- **Short task 1**: Reproduce verbatim the stretch of the Spark initialization page from "# ip of service" through "sc = pyspark.SparkContext(conf=conf)".
- **Short task 2**: Carry the Spark initialization page forward, starting right after its final line.

- **Page text**:
++++++

## Initialize Spark

In order to initialize spark, the environment need to be define about where to look at the Java, pyspark both remotely and local.

In [1]:
import findspark
import os
findspark.init(spark_home='/opt/spark')
os.environ['JAVA_HOME'] = '/usr/lib/jvm/java-11-openjdk-arm64/'
os.environ['PYSPARK_PYTHON'] = '/usr/local/bin/python3.11'
os.environ['PYSPARK_DRIVER_PYTHON'] = '/home/datasaku/repo/datasaku/.venv/bin/python3'

endpoint or uri that are used below are form of dns service mentioned in this [link](https://kubernetes.io/docs/concepts/services-networking/dns-pod-service/#a-aaaa-records). my-svc.my-namespace.svc.cluster-domain.example (eg: minio-service.minio-dev.svc.cluster.local)

In [2]:
import pyspark
from pyspark.sql import SparkSession
import os
import socket

conf = pyspark.SparkConf().setAll([
    ('spark.driver.host', socket.gethostbyname(socket.gethostname()))
    , ('spark.app.name', 'test')
    , ('spark.master', "spark://spark-master.spark-dev.svc.cluster.local:7077")
    , ("spark.sql.extensions", "org.apache.iceberg.spark.extensions.IcebergSparkSessionExtensions,org.projectnessie.spark.extensions.NessieSparkSessionExtensions")
    , ('spark.hadoop.fs.s3a.endpoint', "http://minio-service.minio-dev.svc.cluster.local:6544")
    # for minio spark
    , ('spark.hadoop.fs.s3a.access.key','minio')
    , ('spark.hadoop.fs.s3a.secret.key', 'minio123')
    , ('spark.hadoop.fs.s3a.path.style.access', 'true')
    , ("spark.hadoop.fs.s3a.connection.ssl.enabled", "false")
    # for iceberg minio jdbc
    , ('spark.sql.catalog.nessie_catalog', 'org.apache.iceberg.spark.SparkCatalog')
    , ("spark.sql.catalog.nessie_catalog.catalog-impl", "org.apache.iceberg.nessie.NessieCatalog")
    , ('spark.sql.defaultCatalog', 'nessie_catalog')
    , ('spark.sql.catalog.nessie_catalog.warehouse', 's3a://iceberg/')
    # ip of service postgre
    , ('spark.sql.catalog.nessie_catalog.uri', 'http://nessie-service.nessie-dev.svc.cluster.local:6788/api/v1')
    , ('spark.sql.catalog.nessie_catalog.ref', 'main')
    , ("spark.sql.catalog.nessie_catalog.authentication.type", 'NONE')
    ])
sc = pyspark.SparkContext(conf=conf)
spark = SparkSession.builder.config(conf=conf).getOrCreate()

++++++

- **Given records**:
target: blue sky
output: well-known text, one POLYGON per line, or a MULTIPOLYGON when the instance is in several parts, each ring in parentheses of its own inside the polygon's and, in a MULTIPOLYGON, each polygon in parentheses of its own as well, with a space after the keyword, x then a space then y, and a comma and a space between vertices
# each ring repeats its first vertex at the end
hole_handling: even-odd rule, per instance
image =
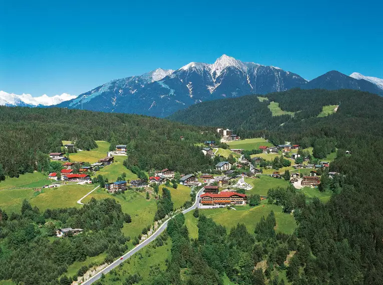
POLYGON ((378 1, 15 2, 0 0, 9 92, 79 94, 223 54, 308 80, 334 70, 383 78, 378 1))

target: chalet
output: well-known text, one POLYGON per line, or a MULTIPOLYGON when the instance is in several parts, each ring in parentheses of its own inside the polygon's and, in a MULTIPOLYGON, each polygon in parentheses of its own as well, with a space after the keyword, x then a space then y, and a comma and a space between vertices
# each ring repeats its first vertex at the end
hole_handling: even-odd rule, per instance
POLYGON ((57 174, 56 172, 52 172, 50 173, 48 175, 48 178, 52 179, 52 180, 57 180, 57 174))
POLYGON ((291 154, 291 158, 293 160, 296 160, 298 158, 300 158, 300 154, 291 154))
POLYGON ((185 186, 193 186, 194 185, 198 185, 199 182, 198 181, 198 178, 192 174, 188 174, 188 175, 184 175, 181 178, 180 183, 185 186))
POLYGON ((73 170, 72 169, 62 169, 61 174, 63 175, 66 175, 67 174, 71 174, 73 172, 73 170))
POLYGON ((64 158, 64 154, 62 152, 51 152, 49 157, 53 160, 63 160, 64 158))
POLYGON ((65 181, 77 182, 91 181, 90 176, 87 174, 67 174, 64 176, 65 181))
POLYGON ((271 176, 274 178, 280 178, 280 174, 277 171, 275 171, 271 174, 271 176))
POLYGON ((161 177, 159 176, 151 176, 149 177, 150 183, 156 183, 158 184, 161 182, 161 177))
POLYGON ((243 205, 246 203, 246 195, 236 192, 221 192, 219 194, 204 193, 201 195, 203 205, 243 205))
POLYGON ((215 169, 217 171, 225 171, 230 170, 231 164, 229 162, 221 162, 215 165, 215 169))
POLYGON ((116 193, 117 191, 123 192, 126 190, 126 181, 116 181, 105 184, 105 188, 110 193, 116 193))
POLYGON ((75 164, 73 162, 64 162, 64 164, 63 164, 63 167, 66 169, 71 169, 72 166, 74 164, 75 164))
POLYGON ((56 231, 56 236, 59 238, 67 236, 70 233, 71 233, 73 236, 76 236, 83 232, 84 232, 84 230, 82 228, 59 228, 56 231))
POLYGON ((240 154, 243 151, 243 150, 242 148, 230 148, 230 150, 233 152, 240 154))
POLYGON ((292 167, 294 168, 294 169, 300 169, 303 168, 304 166, 303 164, 294 164, 292 167))
POLYGON ((205 193, 218 194, 219 188, 219 187, 218 187, 218 186, 213 186, 212 185, 206 185, 203 188, 203 192, 205 193))
POLYGON ((118 154, 126 154, 126 144, 118 144, 116 146, 116 152, 118 154))
POLYGON ((107 156, 104 158, 101 158, 99 161, 104 166, 109 166, 114 161, 114 158, 113 156, 107 156))
POLYGON ((320 178, 317 176, 304 176, 302 186, 317 186, 320 184, 320 178))
POLYGON ((167 168, 163 169, 158 174, 159 176, 163 176, 164 178, 170 178, 171 179, 174 178, 174 172, 169 170, 167 168))
POLYGON ((204 156, 209 158, 214 158, 215 156, 214 152, 213 152, 213 149, 211 148, 204 148, 201 150, 204 156))

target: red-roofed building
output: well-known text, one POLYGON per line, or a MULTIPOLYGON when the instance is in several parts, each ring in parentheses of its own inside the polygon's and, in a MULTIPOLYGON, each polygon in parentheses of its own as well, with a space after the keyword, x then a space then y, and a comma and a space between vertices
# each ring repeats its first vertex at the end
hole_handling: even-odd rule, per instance
POLYGON ((62 169, 61 174, 65 175, 66 174, 70 174, 73 172, 73 170, 72 169, 62 169))
POLYGON ((64 176, 65 181, 90 181, 91 178, 87 174, 68 174, 64 176))
POLYGON ((236 192, 221 192, 219 194, 204 193, 201 195, 203 205, 243 205, 247 196, 236 192))

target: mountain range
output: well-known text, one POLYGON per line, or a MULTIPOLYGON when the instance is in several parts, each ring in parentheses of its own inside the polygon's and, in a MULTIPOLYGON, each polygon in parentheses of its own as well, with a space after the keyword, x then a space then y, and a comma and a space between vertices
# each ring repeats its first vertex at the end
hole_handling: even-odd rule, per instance
POLYGON ((37 107, 56 105, 65 101, 76 98, 77 96, 67 93, 49 96, 44 94, 39 97, 33 97, 31 94, 17 95, 5 91, 0 91, 0 106, 37 107))
POLYGON ((104 112, 166 117, 193 104, 292 88, 347 88, 383 96, 383 80, 330 71, 311 80, 273 66, 223 54, 213 64, 192 62, 177 70, 158 68, 113 80, 56 105, 104 112))

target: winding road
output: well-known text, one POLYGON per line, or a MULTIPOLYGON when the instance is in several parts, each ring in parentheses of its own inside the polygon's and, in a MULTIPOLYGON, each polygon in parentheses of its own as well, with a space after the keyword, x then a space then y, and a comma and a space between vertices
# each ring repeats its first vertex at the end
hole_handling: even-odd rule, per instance
MULTIPOLYGON (((198 190, 198 192, 196 194, 195 202, 194 202, 194 204, 193 204, 193 206, 191 206, 190 208, 188 208, 187 209, 183 210, 182 214, 185 214, 187 212, 190 212, 191 210, 193 210, 198 207, 198 203, 199 202, 199 200, 200 200, 200 196, 201 196, 201 194, 202 194, 203 192, 203 187, 202 187, 201 189, 200 189, 199 190, 198 190)), ((161 234, 161 232, 162 232, 166 228, 166 226, 168 225, 168 222, 173 217, 170 218, 168 220, 167 220, 166 221, 165 221, 165 222, 164 222, 164 223, 162 224, 161 224, 160 226, 160 227, 157 230, 156 230, 156 232, 154 232, 154 234, 153 234, 150 236, 146 240, 144 240, 142 242, 137 244, 135 248, 133 248, 130 251, 128 252, 127 252, 126 254, 122 256, 121 258, 118 258, 117 260, 110 264, 105 268, 99 271, 99 272, 96 273, 95 275, 91 277, 89 279, 88 279, 86 281, 85 281, 81 284, 82 285, 90 285, 90 284, 92 284, 94 282, 95 282, 96 281, 100 279, 101 278, 102 274, 106 274, 108 273, 112 269, 115 268, 116 266, 118 266, 120 264, 129 258, 130 256, 133 256, 134 254, 135 254, 137 252, 138 252, 140 250, 141 250, 141 248, 144 248, 145 246, 149 244, 151 242, 153 242, 153 240, 155 240, 157 236, 158 236, 160 234, 161 234)))

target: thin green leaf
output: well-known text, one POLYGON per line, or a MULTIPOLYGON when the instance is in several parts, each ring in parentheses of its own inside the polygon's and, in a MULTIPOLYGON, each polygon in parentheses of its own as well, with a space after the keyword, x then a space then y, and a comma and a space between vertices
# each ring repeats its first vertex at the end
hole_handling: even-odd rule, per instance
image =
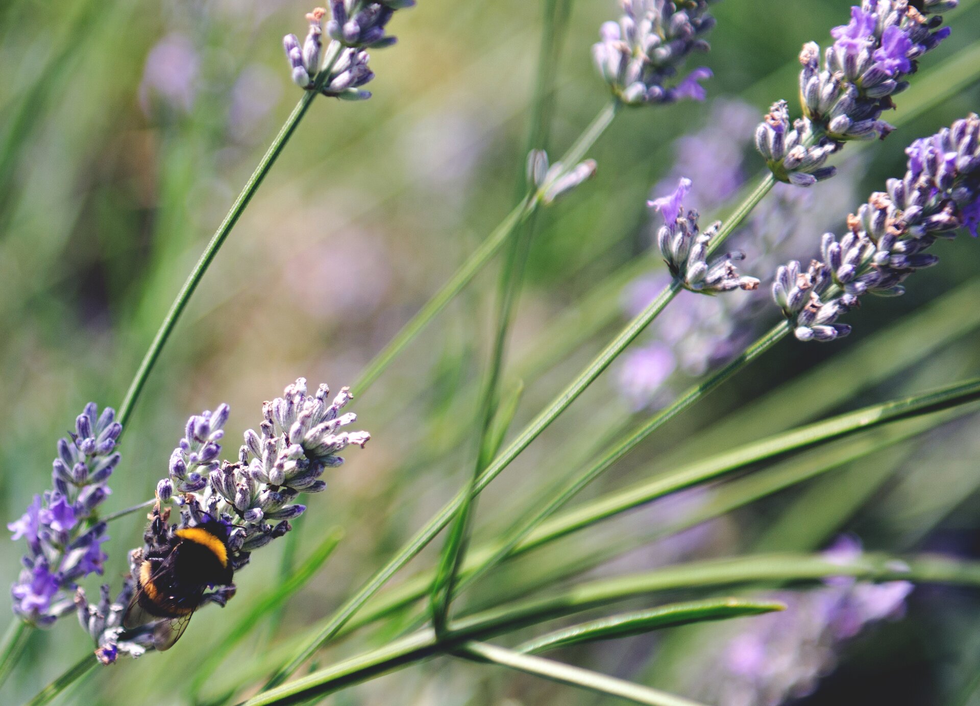
POLYGON ((781 611, 785 608, 786 606, 782 603, 752 601, 742 598, 709 598, 703 601, 670 603, 648 610, 620 613, 587 623, 579 623, 535 637, 514 649, 522 653, 543 652, 583 642, 644 634, 651 630, 674 628, 690 623, 743 618, 781 611))
POLYGON ((314 552, 300 564, 299 567, 275 588, 259 597, 252 603, 252 608, 243 615, 219 642, 213 643, 212 649, 201 661, 194 672, 190 689, 197 693, 204 682, 221 666, 225 657, 245 639, 253 630, 262 625, 263 619, 270 613, 283 606, 296 591, 302 588, 317 575, 344 536, 341 528, 332 528, 326 531, 326 536, 317 546, 314 552))
POLYGON ((607 696, 614 696, 634 703, 649 706, 702 706, 696 701, 674 696, 664 691, 607 675, 572 667, 554 660, 521 654, 485 642, 466 642, 461 648, 462 656, 479 662, 490 662, 517 670, 525 674, 542 677, 552 681, 578 686, 607 696))
POLYGON ((715 559, 682 564, 654 572, 583 583, 545 598, 527 599, 473 614, 452 625, 442 640, 431 630, 402 637, 307 677, 258 694, 244 706, 284 706, 332 693, 395 669, 452 652, 468 640, 482 640, 553 618, 598 608, 628 598, 675 589, 709 589, 718 586, 783 584, 818 581, 832 576, 867 580, 926 581, 980 586, 980 562, 937 557, 911 557, 904 561, 883 554, 864 554, 841 564, 819 555, 771 554, 715 559))
POLYGON ((0 685, 7 681, 21 655, 24 654, 24 647, 27 644, 30 632, 30 626, 14 616, 10 627, 4 632, 3 644, 0 645, 0 685))
POLYGON ((99 664, 99 661, 95 659, 94 654, 89 652, 75 664, 69 667, 61 677, 38 691, 34 695, 34 698, 30 699, 24 706, 42 706, 42 704, 49 703, 62 691, 88 674, 97 664, 99 664))
POLYGON ((673 473, 610 493, 543 524, 518 545, 527 551, 606 518, 671 492, 710 480, 760 461, 842 438, 873 427, 956 407, 980 399, 980 379, 933 392, 872 405, 718 454, 673 473))

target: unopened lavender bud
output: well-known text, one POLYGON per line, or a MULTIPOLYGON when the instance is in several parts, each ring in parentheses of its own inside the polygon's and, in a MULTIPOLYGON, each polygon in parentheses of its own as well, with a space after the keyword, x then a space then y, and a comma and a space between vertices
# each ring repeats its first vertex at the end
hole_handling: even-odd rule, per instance
POLYGON ((292 520, 306 512, 306 505, 286 505, 285 507, 266 513, 270 520, 292 520))
POLYGON ((86 480, 88 480, 88 466, 79 461, 72 468, 72 482, 83 485, 86 480))
POLYGON ((94 436, 92 433, 92 421, 87 414, 80 414, 74 421, 74 429, 80 438, 94 436))
POLYGON ((173 495, 173 483, 170 479, 164 479, 157 483, 157 497, 161 502, 168 502, 173 495))
POLYGON ((568 193, 586 179, 594 176, 595 174, 595 160, 585 160, 584 162, 581 162, 576 165, 574 169, 558 177, 555 181, 549 184, 542 198, 544 204, 547 206, 554 203, 556 199, 568 193))

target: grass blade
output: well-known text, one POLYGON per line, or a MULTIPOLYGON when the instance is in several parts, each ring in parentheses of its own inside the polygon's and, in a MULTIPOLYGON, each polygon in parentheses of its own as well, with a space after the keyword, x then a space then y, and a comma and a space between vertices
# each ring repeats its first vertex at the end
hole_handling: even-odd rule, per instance
POLYGON ((568 647, 583 642, 615 639, 644 634, 655 630, 673 628, 689 623, 729 620, 785 610, 782 603, 751 601, 741 598, 710 598, 687 603, 670 603, 644 611, 620 613, 599 620, 579 623, 554 632, 535 637, 514 649, 521 653, 568 647))
POLYGON ((950 409, 977 399, 980 399, 980 379, 973 379, 925 394, 872 405, 776 434, 586 503, 543 524, 518 545, 519 550, 527 551, 624 510, 760 461, 842 438, 879 425, 950 409))
POLYGON ((521 654, 486 642, 467 642, 463 645, 461 651, 461 656, 478 662, 498 664, 524 674, 589 689, 607 696, 615 696, 633 703, 649 704, 649 706, 702 706, 697 701, 674 696, 649 686, 543 657, 521 654))
POLYGON ((49 703, 62 691, 88 674, 97 664, 99 664, 99 661, 95 659, 94 654, 89 652, 76 663, 69 667, 61 677, 38 691, 34 697, 30 699, 30 701, 24 704, 24 706, 42 706, 42 704, 49 703))
POLYGON ((238 623, 224 634, 224 637, 213 645, 211 651, 201 662, 191 680, 191 693, 197 693, 201 689, 215 670, 221 666, 224 658, 262 624, 264 617, 284 605, 296 591, 313 579, 324 562, 333 554, 343 536, 344 530, 340 528, 328 530, 323 541, 306 561, 297 567, 288 579, 252 604, 251 610, 239 619, 238 623))

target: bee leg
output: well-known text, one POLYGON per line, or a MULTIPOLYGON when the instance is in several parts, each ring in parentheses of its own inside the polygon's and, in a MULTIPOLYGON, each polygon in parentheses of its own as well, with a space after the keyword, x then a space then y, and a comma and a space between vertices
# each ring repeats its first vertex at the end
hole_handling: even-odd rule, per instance
POLYGON ((223 608, 234 596, 236 590, 234 583, 217 588, 211 593, 205 593, 201 596, 201 605, 203 606, 205 603, 217 603, 223 608))

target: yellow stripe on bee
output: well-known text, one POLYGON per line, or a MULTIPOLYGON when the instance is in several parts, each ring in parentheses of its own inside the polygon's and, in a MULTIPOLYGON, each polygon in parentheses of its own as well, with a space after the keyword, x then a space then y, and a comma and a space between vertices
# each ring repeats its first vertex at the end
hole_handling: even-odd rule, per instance
POLYGON ((207 530, 203 530, 201 528, 187 528, 185 530, 177 530, 176 534, 181 539, 186 539, 187 541, 196 542, 197 544, 208 547, 215 554, 215 556, 218 557, 218 561, 221 563, 222 567, 226 567, 228 565, 228 550, 227 547, 224 546, 224 542, 207 530))
POLYGON ((142 586, 143 592, 146 593, 146 597, 156 603, 157 594, 160 591, 158 591, 157 586, 153 584, 152 576, 153 567, 150 566, 150 562, 144 561, 139 565, 139 584, 142 586))

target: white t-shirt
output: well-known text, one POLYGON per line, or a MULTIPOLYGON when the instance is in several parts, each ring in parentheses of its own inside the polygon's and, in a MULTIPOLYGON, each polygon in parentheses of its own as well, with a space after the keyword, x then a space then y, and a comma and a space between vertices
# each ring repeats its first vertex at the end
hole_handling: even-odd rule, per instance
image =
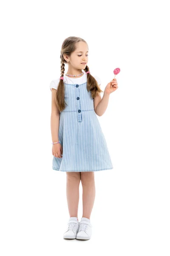
MULTIPOLYGON (((72 78, 71 77, 68 77, 65 75, 64 75, 64 80, 63 81, 64 83, 66 84, 83 84, 87 81, 87 74, 85 72, 81 77, 78 76, 76 78, 72 78)), ((97 81, 98 85, 99 85, 101 84, 101 80, 100 78, 97 76, 93 76, 94 77, 97 81)), ((55 80, 53 80, 50 83, 50 88, 51 91, 52 91, 52 88, 54 88, 57 90, 59 83, 60 82, 60 78, 55 80)))

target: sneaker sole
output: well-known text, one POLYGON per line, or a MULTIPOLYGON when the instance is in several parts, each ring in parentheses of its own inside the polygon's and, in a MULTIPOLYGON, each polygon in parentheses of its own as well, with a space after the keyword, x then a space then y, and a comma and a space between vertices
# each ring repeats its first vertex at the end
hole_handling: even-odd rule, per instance
POLYGON ((65 238, 66 239, 74 239, 76 238, 75 236, 63 236, 63 238, 65 238))
POLYGON ((79 239, 80 240, 88 240, 91 238, 91 236, 90 237, 84 237, 83 236, 76 236, 76 239, 79 239))

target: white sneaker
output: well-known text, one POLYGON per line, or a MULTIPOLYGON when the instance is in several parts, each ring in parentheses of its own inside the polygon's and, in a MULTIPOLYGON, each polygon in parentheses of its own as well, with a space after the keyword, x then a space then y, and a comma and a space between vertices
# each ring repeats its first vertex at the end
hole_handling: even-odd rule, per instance
POLYGON ((76 239, 88 240, 91 238, 92 226, 87 218, 82 217, 79 223, 79 229, 76 236, 76 239))
POLYGON ((68 230, 63 235, 63 238, 74 239, 79 230, 79 222, 76 217, 71 217, 68 222, 68 230))

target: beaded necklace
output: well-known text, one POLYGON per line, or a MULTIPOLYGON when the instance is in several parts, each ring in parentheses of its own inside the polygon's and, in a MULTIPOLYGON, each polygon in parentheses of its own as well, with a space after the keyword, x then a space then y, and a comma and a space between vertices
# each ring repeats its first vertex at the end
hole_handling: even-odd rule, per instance
POLYGON ((82 74, 84 74, 84 72, 83 72, 81 74, 79 75, 68 75, 68 74, 65 74, 67 76, 81 76, 82 74))

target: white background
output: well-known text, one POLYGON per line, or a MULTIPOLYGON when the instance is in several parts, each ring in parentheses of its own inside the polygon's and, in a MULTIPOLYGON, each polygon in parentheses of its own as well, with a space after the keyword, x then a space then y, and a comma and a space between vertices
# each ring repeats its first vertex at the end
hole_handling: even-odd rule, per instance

++++++

- **Task response 1**:
# ip of service postgre
    , ('spark.sql.catalog.nessie_catalog.uri', 'http://nessie-service.nessie-dev.svc.cluster.local:6788/api/v1')
    , ('spark.sql.catalog.nessie_catalog.ref', 'main')
    , ("spark.sql.catalog.nessie_catalog.authentication.type", 'NONE')
    ])
sc = pyspark.SparkContext(conf=conf)

- **Task response 2**:
Setting default log level to "WARN".
To adjust logging level use sc.setLogLevel(newLevel). For SparkR, use setLogLevel(newLevel).
25/01/04 15:23:17 WARN NativeCodeLoader: Unable to load native-hadoop library for your platform... using builtin-java classes where applicable


## Sample Operation

In [3]:
# get the branch reference for the nessie catalog
spark.sql("LIST REFERENCES IN nessie_catalog").show()

+-------+----+--------------------+
|refType|name|                hash|
+-------+----+--------------------+
| Branch|main|85da420689e1ce586...|
+-------+----+--------------------+



In [4]:
# create namespace to be used under the nessie_catalog
spark.sql("CREATE NAMESPACE nessie_catalog.datasaku").show()

AnalysisException: [SCHEMA_ALREADY_EXISTS] Cannot create schema `datasaku` because it already exists.
Choose a different name, drop the existing schema, or add the IF NOT EXISTS clause to tolerate pre-existing schema.

In [5]:
# create table manually
spark.sql(
    """CREATE TABLE IF NOT EXISTS nessie_catalog.datasaku.salaries
            (Season STRING, Team STRING, Salary STRING, Player STRING)"""
)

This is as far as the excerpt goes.